**** Selected excerpt ****

Avishek: Basically, what the second part is trying to say is that if the probability of something bad happening (over here the machine returning 0 although the string is in the language, i.e., if  x \in L, Prob[M(x)=0]<1/2) is upper bounded by half then we can repeatedly invoke the machine to make this probability of the bad event arbitrarily small - this is the amplification technique. I just said that we have to repeatedly invoke the machine - but how many repetitions should we carry out ? t(x) is nothing but the number of repetitions.

Rob

It seems like we've mostly seen algorithms this semester that have one-sided error (the hashing and pattern matching algorithms come to mind), but nothing with two-sided error. What's an example of a real algorithm in the latter category?
Avishek: Random sampling can be an example of the latter category. If x belongs to L, and the sample is not good then we can make an erroneous conclusion. Again, if x does not belong to L, and our sample says otherwise, we again make an error. Thus, we are allowed to make errors on both sides. Actually, problems that can be solved by Monte Carlo algorithms lie in BPP. (An FYI in this context, problems which have Las Vegas algorithms lie in ZPP). However, there can be Monte Carlo algorithms which error only on one side and the corresponding problems lie in RP.


Scott

In section 1.2 (Offline Approach) of the l7 notes, it says "Imagine that the machine receives this second input from an external 'coin tossing device' rather than toss coins internally." I'm not catching why we want to do this.
(Suresh) It is often convenient to think of the random coin tosses as a separate "advice" string provided to the algorithm. The "external coin tossing device" emphasizes this formalism. Also, forcing the use of an external device ensures that the coin tosses are not adaptive: i.e they are computed prior to running the algorithm.
Avishek: Let's try to understand it in the context of NP. NP can be defined in two ways: 1. the classical definition says that we have a non-deterministic turing machine (NTM) which makes multiple copies of itself at each iteration. All of its copies which don't reach some "good state" die. And atleast one copy of itself which traverses the "good path" reaches the "good state". This "good state" is the witness or certificate. But, we don't supply it to the NTM. The NTM finds it for itself. 2. But NTMs are fictitious machines. So how do we simulate this with a DTM ? - in this case, we compute the "good state" beforehand (which we again call witness or certificate) and check whether by following the witness the DTM reaches an accept or reject state. So in this case the NTM is the online approach where decisions are taken dynamically and DTM is the offline approach. Now, we extend this to the probabilistic case and say that if the machine (PTM) tosses coin internally then it takes decision dynamically and so follows an online approach. However, in case we need to simulate the whole process using a DTM then we need to precompute and supply the witness beforehand. The witness in this case is precomputed using a external coin tossing device and is supplied to the DTM. The DTM need not take any decision on-the-fly and hence this is an offline approach.

****

▶ Problem statement
Write out the part of the randomized-complexity thread that begins at "It seems like" and stops after "the latter category?".

**** Entries shown ****

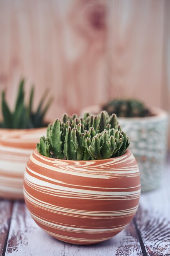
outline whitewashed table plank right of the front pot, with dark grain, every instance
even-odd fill
[[[149,256],[170,255],[170,158],[163,186],[141,195],[135,216],[137,229]]]

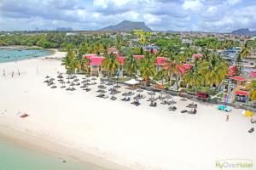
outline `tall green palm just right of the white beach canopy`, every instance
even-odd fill
[[[152,57],[148,52],[145,55],[144,59],[140,60],[139,70],[141,76],[146,80],[147,85],[150,85],[150,77],[155,76],[155,67],[154,67],[155,58]]]

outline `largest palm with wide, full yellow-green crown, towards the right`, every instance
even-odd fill
[[[228,65],[216,55],[212,55],[209,60],[202,60],[199,67],[199,73],[203,75],[203,82],[206,82],[211,88],[214,84],[219,85],[228,73]]]

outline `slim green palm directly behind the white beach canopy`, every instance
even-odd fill
[[[137,59],[131,54],[128,55],[124,60],[124,68],[128,75],[135,76],[138,70]]]

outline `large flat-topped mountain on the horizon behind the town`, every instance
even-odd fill
[[[100,31],[152,31],[144,22],[131,22],[129,20],[124,20],[115,26],[107,26],[102,28]]]

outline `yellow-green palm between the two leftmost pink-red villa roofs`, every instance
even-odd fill
[[[114,71],[117,70],[119,66],[119,61],[116,59],[115,55],[109,54],[103,61],[102,67],[108,71],[108,76],[114,74]]]

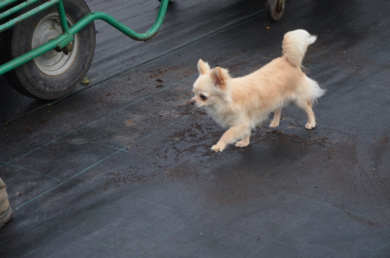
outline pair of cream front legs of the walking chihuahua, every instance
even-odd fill
[[[215,152],[223,151],[228,144],[234,143],[239,139],[245,139],[249,144],[249,137],[251,135],[251,130],[247,125],[232,126],[227,130],[218,140],[218,142],[211,147]],[[247,146],[246,144],[245,146]],[[245,147],[239,146],[239,147]]]

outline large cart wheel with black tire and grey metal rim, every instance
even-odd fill
[[[37,5],[44,2],[46,0],[40,0]],[[83,0],[66,0],[63,4],[69,27],[91,12]],[[36,5],[31,8],[34,7]],[[57,7],[52,6],[5,32],[6,60],[13,60],[62,33]],[[50,50],[4,77],[23,95],[34,99],[58,99],[72,92],[84,78],[94,56],[95,42],[95,24],[91,22],[74,35],[68,55]]]

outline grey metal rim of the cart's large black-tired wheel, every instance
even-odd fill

****

▶ Problem solution
It seems like we've mostly seen algorithms this semester that have one-sided error (the hashing and pattern matching algorithms come to mind), but nothing with two-sided error. What's an example of a real algorithm in the latter category?